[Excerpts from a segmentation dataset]
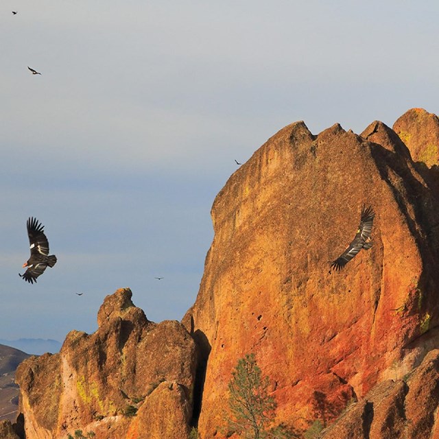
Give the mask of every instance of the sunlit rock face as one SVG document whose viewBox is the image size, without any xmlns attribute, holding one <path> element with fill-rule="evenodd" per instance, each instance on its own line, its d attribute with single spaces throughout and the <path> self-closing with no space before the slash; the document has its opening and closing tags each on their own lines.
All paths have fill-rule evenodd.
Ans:
<svg viewBox="0 0 439 439">
<path fill-rule="evenodd" d="M 178 322 L 150 322 L 131 296 L 121 289 L 105 298 L 93 334 L 73 331 L 59 354 L 20 365 L 27 439 L 64 438 L 77 429 L 96 439 L 141 439 L 139 426 L 152 412 L 172 423 L 178 437 L 189 437 L 195 344 Z M 165 437 L 156 424 L 148 426 L 148 438 Z"/>
<path fill-rule="evenodd" d="M 217 195 L 215 237 L 183 320 L 206 364 L 202 439 L 223 437 L 230 372 L 246 353 L 270 377 L 275 423 L 303 432 L 439 346 L 434 176 L 403 140 L 381 122 L 361 135 L 338 124 L 313 135 L 296 122 Z M 330 272 L 363 204 L 376 213 L 373 246 Z"/>
</svg>

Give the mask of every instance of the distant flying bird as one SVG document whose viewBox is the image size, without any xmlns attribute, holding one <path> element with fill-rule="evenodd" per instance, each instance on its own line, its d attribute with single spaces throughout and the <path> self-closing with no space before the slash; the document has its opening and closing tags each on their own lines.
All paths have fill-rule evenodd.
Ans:
<svg viewBox="0 0 439 439">
<path fill-rule="evenodd" d="M 36 70 L 34 70 L 31 69 L 29 66 L 27 66 L 27 69 L 32 72 L 32 75 L 40 75 L 41 73 L 39 71 L 36 71 Z"/>
<path fill-rule="evenodd" d="M 49 242 L 44 234 L 44 226 L 33 217 L 27 220 L 27 235 L 30 243 L 30 257 L 23 264 L 27 267 L 25 274 L 20 277 L 29 283 L 36 283 L 36 278 L 43 274 L 46 267 L 53 267 L 56 263 L 54 254 L 49 256 Z"/>
<path fill-rule="evenodd" d="M 365 205 L 363 206 L 355 237 L 349 246 L 331 264 L 331 268 L 335 268 L 336 271 L 342 270 L 361 248 L 369 250 L 372 247 L 370 233 L 375 216 L 375 214 L 371 206 L 367 209 Z"/>
</svg>

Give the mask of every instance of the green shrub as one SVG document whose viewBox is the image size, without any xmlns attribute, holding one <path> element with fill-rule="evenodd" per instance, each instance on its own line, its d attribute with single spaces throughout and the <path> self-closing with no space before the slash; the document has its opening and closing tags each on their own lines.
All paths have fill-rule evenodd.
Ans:
<svg viewBox="0 0 439 439">
<path fill-rule="evenodd" d="M 134 405 L 127 405 L 123 410 L 126 416 L 135 416 L 137 413 L 137 407 Z"/>
<path fill-rule="evenodd" d="M 189 434 L 189 439 L 198 439 L 198 430 L 193 427 Z"/>
</svg>

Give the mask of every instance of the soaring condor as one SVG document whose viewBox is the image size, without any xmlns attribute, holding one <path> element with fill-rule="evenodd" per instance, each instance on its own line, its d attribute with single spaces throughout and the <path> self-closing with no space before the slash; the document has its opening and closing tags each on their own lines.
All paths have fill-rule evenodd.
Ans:
<svg viewBox="0 0 439 439">
<path fill-rule="evenodd" d="M 336 271 L 342 270 L 361 248 L 369 250 L 372 247 L 370 233 L 375 216 L 375 213 L 371 206 L 367 209 L 366 209 L 366 206 L 363 206 L 361 217 L 355 237 L 349 246 L 331 264 L 331 268 L 335 268 Z"/>
<path fill-rule="evenodd" d="M 19 275 L 29 283 L 36 283 L 36 278 L 43 274 L 46 267 L 53 267 L 56 263 L 54 254 L 49 256 L 49 242 L 44 234 L 44 226 L 36 218 L 27 220 L 27 235 L 30 243 L 30 257 L 23 267 L 27 267 L 24 274 Z"/>
</svg>

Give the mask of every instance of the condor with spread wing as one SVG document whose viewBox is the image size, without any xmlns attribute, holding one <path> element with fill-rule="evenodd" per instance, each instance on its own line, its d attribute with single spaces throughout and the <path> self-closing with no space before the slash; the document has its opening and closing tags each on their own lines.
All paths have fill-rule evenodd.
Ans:
<svg viewBox="0 0 439 439">
<path fill-rule="evenodd" d="M 36 278 L 43 274 L 46 267 L 53 267 L 56 263 L 54 254 L 49 256 L 49 242 L 44 234 L 44 226 L 38 222 L 36 218 L 27 220 L 27 235 L 30 243 L 30 257 L 23 267 L 27 267 L 24 274 L 20 274 L 25 281 L 29 283 L 36 283 Z"/>
<path fill-rule="evenodd" d="M 363 206 L 361 217 L 355 237 L 349 246 L 331 264 L 331 268 L 335 268 L 336 271 L 342 270 L 361 248 L 369 250 L 372 247 L 370 233 L 375 216 L 375 213 L 371 206 L 367 209 L 366 206 Z"/>
</svg>

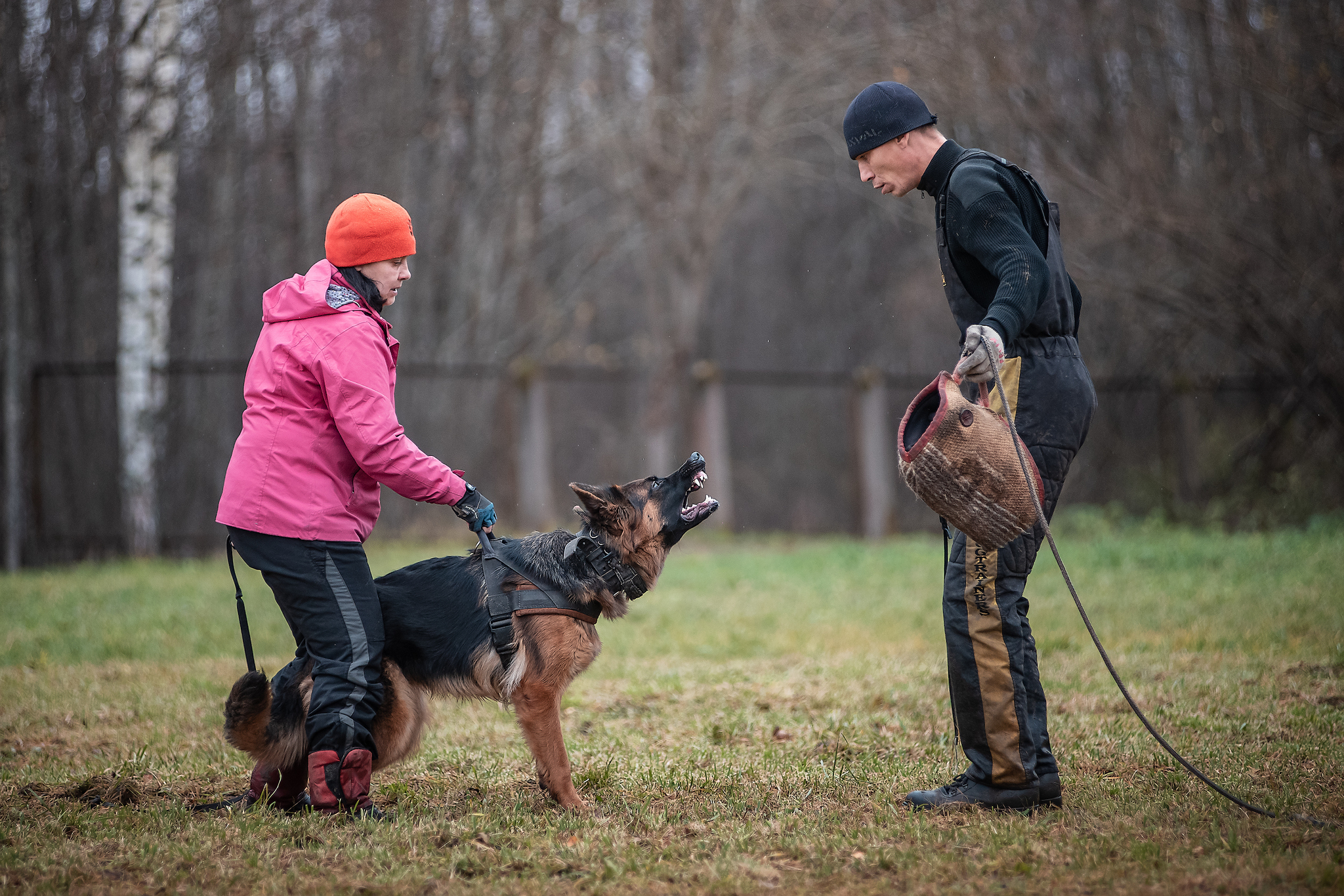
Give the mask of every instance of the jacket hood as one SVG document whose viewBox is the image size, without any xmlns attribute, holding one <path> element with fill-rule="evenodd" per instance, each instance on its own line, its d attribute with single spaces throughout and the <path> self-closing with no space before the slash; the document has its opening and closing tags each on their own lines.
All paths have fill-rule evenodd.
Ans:
<svg viewBox="0 0 1344 896">
<path fill-rule="evenodd" d="M 378 314 L 368 302 L 337 304 L 335 308 L 327 302 L 327 287 L 332 283 L 349 286 L 340 275 L 336 266 L 325 258 L 308 269 L 306 274 L 294 274 L 289 279 L 282 279 L 261 297 L 261 318 L 266 324 L 278 321 L 297 321 L 305 317 L 321 317 L 324 314 L 340 314 L 341 312 L 362 310 L 374 316 L 374 320 L 390 329 L 388 324 Z"/>
</svg>

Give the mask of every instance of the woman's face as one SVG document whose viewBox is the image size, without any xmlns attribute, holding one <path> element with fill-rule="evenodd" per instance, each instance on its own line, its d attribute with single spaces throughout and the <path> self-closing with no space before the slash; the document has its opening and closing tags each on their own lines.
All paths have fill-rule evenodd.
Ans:
<svg viewBox="0 0 1344 896">
<path fill-rule="evenodd" d="M 355 270 L 378 283 L 378 294 L 383 297 L 384 308 L 396 301 L 396 290 L 411 278 L 409 258 L 388 258 L 386 262 L 355 265 Z"/>
</svg>

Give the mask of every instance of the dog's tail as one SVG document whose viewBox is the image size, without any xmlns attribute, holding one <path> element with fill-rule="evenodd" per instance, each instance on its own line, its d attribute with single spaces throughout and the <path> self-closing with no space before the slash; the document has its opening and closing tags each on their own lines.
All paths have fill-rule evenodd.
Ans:
<svg viewBox="0 0 1344 896">
<path fill-rule="evenodd" d="M 265 673 L 249 672 L 234 682 L 224 701 L 224 740 L 253 755 L 266 750 L 270 721 L 270 681 Z"/>
<path fill-rule="evenodd" d="M 293 682 L 298 684 L 298 682 Z M 288 768 L 306 752 L 306 688 L 292 688 L 273 700 L 270 682 L 249 672 L 234 682 L 224 701 L 224 740 L 258 762 Z"/>
</svg>

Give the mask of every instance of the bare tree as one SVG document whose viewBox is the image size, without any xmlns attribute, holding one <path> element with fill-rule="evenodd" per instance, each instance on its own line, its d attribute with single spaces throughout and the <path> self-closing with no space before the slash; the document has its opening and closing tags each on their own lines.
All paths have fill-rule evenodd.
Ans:
<svg viewBox="0 0 1344 896">
<path fill-rule="evenodd" d="M 159 552 L 159 454 L 168 361 L 177 153 L 177 0 L 125 0 L 121 47 L 121 292 L 117 406 L 130 549 Z"/>
</svg>

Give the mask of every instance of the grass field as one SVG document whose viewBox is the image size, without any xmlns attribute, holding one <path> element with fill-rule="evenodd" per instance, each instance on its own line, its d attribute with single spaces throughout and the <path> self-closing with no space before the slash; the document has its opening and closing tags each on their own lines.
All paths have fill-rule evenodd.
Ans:
<svg viewBox="0 0 1344 896">
<path fill-rule="evenodd" d="M 1235 793 L 1344 817 L 1344 532 L 1207 535 L 1075 514 L 1060 547 L 1154 723 Z M 370 544 L 375 572 L 464 545 Z M 566 699 L 593 810 L 536 791 L 512 715 L 437 705 L 375 776 L 390 825 L 192 815 L 249 770 L 220 737 L 243 670 L 222 559 L 0 576 L 0 891 L 1344 892 L 1344 830 L 1247 815 L 1124 705 L 1058 572 L 1028 594 L 1062 811 L 914 814 L 960 771 L 922 537 L 694 533 L 599 630 Z M 241 571 L 262 665 L 290 649 Z"/>
</svg>

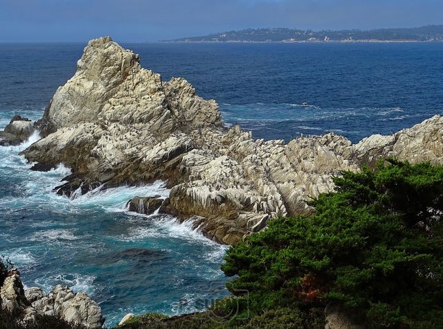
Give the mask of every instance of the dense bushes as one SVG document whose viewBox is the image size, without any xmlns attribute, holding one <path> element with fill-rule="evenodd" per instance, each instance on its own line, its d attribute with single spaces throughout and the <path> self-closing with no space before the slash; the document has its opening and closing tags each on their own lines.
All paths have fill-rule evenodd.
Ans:
<svg viewBox="0 0 443 329">
<path fill-rule="evenodd" d="M 443 168 L 390 160 L 334 182 L 312 216 L 273 220 L 228 250 L 229 290 L 249 292 L 253 315 L 332 302 L 372 327 L 443 323 Z"/>
</svg>

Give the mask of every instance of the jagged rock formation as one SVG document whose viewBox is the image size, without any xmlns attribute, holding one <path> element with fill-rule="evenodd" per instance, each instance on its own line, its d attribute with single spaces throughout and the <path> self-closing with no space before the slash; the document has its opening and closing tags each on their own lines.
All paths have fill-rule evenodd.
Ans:
<svg viewBox="0 0 443 329">
<path fill-rule="evenodd" d="M 129 202 L 128 206 L 129 211 L 150 215 L 160 209 L 163 202 L 164 200 L 160 195 L 146 197 L 135 197 Z"/>
<path fill-rule="evenodd" d="M 224 128 L 215 102 L 185 80 L 163 82 L 109 37 L 89 42 L 76 73 L 35 125 L 44 138 L 23 152 L 26 159 L 39 168 L 62 162 L 74 172 L 59 193 L 163 179 L 171 191 L 161 211 L 191 217 L 206 236 L 227 244 L 277 216 L 309 212 L 306 200 L 331 190 L 340 170 L 380 157 L 443 159 L 438 116 L 356 145 L 333 134 L 287 144 L 254 141 L 238 126 Z"/>
<path fill-rule="evenodd" d="M 9 146 L 20 144 L 33 134 L 34 123 L 28 118 L 15 116 L 3 132 L 0 132 L 0 145 Z"/>
<path fill-rule="evenodd" d="M 55 316 L 88 328 L 102 328 L 105 319 L 97 303 L 84 292 L 74 294 L 67 287 L 55 286 L 48 295 L 37 287 L 23 287 L 17 269 L 10 271 L 0 289 L 1 309 L 24 323 L 37 314 Z"/>
</svg>

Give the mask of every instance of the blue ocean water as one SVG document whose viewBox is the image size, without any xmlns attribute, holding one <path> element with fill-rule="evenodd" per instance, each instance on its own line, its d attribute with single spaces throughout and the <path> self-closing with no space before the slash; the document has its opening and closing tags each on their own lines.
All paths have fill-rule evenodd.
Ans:
<svg viewBox="0 0 443 329">
<path fill-rule="evenodd" d="M 255 138 L 334 132 L 356 142 L 443 112 L 443 43 L 123 46 L 163 80 L 185 77 L 219 103 L 226 124 Z M 0 128 L 14 114 L 40 118 L 84 46 L 0 44 Z M 134 195 L 166 195 L 161 182 L 57 196 L 51 190 L 69 169 L 32 172 L 18 155 L 37 138 L 0 148 L 0 254 L 25 285 L 86 290 L 108 326 L 129 312 L 190 312 L 227 294 L 225 247 L 173 218 L 126 211 Z"/>
</svg>

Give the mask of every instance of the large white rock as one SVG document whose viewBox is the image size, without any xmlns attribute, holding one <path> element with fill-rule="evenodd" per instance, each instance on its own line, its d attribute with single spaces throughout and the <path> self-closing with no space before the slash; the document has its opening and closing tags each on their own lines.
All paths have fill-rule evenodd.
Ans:
<svg viewBox="0 0 443 329">
<path fill-rule="evenodd" d="M 171 188 L 164 211 L 198 216 L 196 227 L 228 244 L 279 215 L 309 212 L 306 201 L 331 191 L 341 170 L 386 157 L 443 163 L 440 116 L 356 145 L 334 134 L 255 141 L 222 123 L 215 101 L 182 78 L 163 82 L 106 37 L 89 42 L 38 124 L 48 136 L 24 154 L 72 168 L 60 193 L 163 179 Z"/>
</svg>

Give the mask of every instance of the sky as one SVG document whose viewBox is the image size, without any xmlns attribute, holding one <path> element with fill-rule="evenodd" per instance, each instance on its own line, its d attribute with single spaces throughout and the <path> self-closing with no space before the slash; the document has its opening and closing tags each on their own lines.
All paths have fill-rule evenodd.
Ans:
<svg viewBox="0 0 443 329">
<path fill-rule="evenodd" d="M 247 28 L 443 24 L 443 0 L 0 0 L 0 42 L 137 42 Z"/>
</svg>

What is expected: Copy the listing verbatim from the line containing "Give the mask of every instance of the large" through the end of the listing, including both of those lines.

Response to this exercise:
Give the mask of every instance of the large white rock as one SVG document whose viewBox is the image size, without any xmlns attribute, holding one <path> element with fill-rule="evenodd" per instance, each instance on its own line, its d attribute with single spaces throughout and the <path> self-closing with no space before the slash; the document has its opening and closing tags each on their own lines.
All paths have fill-rule evenodd.
Ans:
<svg viewBox="0 0 443 329">
<path fill-rule="evenodd" d="M 171 188 L 164 211 L 198 216 L 196 227 L 228 244 L 279 215 L 309 212 L 306 201 L 331 191 L 341 170 L 386 157 L 443 163 L 440 116 L 356 145 L 334 134 L 255 141 L 222 123 L 215 101 L 182 78 L 163 82 L 106 37 L 89 42 L 38 124 L 48 136 L 24 154 L 72 168 L 60 193 L 163 179 Z"/>
</svg>

Give the mask of every instance of the sky as one SVG document whose viewBox is the image size, without any xmlns attribute, holding one <path> element with fill-rule="evenodd" per instance, each instance on its own line, its d attribute with single spaces throughout and the <path> self-closing with no space before the slash; the document has its opening and closing tags each on their own lines.
All paths have fill-rule evenodd.
Ans:
<svg viewBox="0 0 443 329">
<path fill-rule="evenodd" d="M 247 28 L 443 24 L 443 0 L 0 0 L 0 42 L 137 42 Z"/>
</svg>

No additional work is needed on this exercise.